Natural language region descriptions
====

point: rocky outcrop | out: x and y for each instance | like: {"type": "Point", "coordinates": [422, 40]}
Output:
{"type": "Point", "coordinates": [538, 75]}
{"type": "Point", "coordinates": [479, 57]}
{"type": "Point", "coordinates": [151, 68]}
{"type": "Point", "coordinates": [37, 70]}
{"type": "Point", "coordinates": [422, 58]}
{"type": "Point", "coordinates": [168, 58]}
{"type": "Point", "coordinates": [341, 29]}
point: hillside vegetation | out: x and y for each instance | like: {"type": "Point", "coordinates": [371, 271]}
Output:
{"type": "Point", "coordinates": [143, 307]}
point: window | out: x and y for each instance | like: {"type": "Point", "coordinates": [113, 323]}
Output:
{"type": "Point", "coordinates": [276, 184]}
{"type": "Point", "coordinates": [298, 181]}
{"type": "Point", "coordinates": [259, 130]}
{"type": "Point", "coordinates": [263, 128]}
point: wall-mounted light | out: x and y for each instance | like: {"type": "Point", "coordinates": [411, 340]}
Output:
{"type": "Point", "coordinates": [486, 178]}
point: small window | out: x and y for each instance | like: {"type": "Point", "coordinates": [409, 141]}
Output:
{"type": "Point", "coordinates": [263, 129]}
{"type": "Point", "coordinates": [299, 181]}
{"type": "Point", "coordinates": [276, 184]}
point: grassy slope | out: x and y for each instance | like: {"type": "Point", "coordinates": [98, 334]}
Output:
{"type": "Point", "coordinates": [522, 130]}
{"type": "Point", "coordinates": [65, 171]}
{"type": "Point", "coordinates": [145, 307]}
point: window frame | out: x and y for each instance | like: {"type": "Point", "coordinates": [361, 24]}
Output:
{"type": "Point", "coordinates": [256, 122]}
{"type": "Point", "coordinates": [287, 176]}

====

**ACTION ITEM**
Read through the lines above and collect those that contain the string "window".

**ANSWER**
point: window | out: x and y for each instance | like: {"type": "Point", "coordinates": [113, 323]}
point: small window | out: x and y for each instance | like: {"type": "Point", "coordinates": [409, 141]}
point: window frame | out: x and y for each instance | like: {"type": "Point", "coordinates": [361, 24]}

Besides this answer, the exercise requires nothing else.